• _Stored data_:
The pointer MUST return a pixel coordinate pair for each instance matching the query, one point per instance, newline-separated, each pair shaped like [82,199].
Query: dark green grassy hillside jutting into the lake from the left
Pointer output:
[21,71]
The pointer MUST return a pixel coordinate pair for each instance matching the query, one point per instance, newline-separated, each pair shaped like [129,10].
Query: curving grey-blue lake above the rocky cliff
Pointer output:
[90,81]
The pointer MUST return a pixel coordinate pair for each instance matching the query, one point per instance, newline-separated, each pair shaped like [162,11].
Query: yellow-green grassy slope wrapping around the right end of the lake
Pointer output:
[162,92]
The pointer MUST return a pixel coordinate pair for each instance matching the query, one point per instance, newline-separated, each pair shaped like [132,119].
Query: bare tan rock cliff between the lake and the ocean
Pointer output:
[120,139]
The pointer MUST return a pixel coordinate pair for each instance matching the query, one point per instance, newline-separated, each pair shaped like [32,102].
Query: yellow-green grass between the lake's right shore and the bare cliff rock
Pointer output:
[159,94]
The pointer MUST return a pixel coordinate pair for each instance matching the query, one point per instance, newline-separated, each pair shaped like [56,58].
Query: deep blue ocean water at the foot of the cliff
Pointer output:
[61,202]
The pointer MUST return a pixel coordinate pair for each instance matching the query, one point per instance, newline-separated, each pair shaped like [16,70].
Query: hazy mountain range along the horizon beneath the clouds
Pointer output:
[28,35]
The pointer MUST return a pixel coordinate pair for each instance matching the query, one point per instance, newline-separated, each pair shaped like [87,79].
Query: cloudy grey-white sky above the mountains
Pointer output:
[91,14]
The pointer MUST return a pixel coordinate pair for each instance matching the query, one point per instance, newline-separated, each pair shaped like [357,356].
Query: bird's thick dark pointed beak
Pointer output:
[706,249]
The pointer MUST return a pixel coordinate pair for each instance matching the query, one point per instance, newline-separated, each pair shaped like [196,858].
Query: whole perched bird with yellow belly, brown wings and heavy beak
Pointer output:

• _What this task involves_:
Using the material above, transcribe exactly the lines from the line with "shaped like [87,79]." to the line with "shaped like [357,356]."; both count, and nothing else goes in.

• _Expected answer_:
The pointer MUST return a pixel coordinate pair for each instance matching the query, one point per instance, newline-separated, each pair shaped like [87,79].
Query: cloudy grey-white sky above the mountains
Pointer output:
[91,14]
The pointer MUST return a pixel coordinate pair for each instance matching the query, one point per instance, newline-separated, each pair shaped like [357,356].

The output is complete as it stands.